╭─ DATA ROWS

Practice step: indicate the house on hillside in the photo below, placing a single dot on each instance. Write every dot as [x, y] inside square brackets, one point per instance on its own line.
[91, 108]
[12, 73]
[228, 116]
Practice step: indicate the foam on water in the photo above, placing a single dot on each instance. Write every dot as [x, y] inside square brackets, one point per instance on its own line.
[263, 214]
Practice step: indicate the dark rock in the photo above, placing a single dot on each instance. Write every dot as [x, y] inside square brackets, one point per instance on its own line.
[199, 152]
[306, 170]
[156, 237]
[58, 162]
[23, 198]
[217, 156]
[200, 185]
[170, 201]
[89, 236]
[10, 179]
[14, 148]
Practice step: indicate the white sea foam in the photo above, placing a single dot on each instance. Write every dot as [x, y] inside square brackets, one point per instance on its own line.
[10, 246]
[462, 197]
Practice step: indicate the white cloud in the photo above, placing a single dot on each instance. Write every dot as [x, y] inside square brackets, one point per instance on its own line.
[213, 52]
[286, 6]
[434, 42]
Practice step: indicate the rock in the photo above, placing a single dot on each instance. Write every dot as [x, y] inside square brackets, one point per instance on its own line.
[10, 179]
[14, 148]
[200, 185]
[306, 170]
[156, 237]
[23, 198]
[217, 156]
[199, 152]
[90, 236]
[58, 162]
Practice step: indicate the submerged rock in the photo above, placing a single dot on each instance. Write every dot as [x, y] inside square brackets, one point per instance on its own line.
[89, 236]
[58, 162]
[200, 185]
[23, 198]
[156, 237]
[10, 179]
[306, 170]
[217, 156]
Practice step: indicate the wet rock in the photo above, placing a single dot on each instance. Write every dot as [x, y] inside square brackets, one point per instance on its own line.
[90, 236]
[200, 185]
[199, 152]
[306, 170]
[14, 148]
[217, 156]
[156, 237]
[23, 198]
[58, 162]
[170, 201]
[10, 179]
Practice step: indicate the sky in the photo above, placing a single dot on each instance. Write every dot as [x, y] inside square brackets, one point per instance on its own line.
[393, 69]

╰─

Rewrite the records from the line containing "Practice step: indicate the sky" through the end of the records, swapping "instance" for "occurrence" and leaving everything else the same.

SOLUTION FOR THIS PROBLEM.
Practice step: indicate the sky in the photo above, placing a single dot on each occurrence. Write every dot as [x, y] inside square brackets, one point per occurrence on its own line.
[393, 69]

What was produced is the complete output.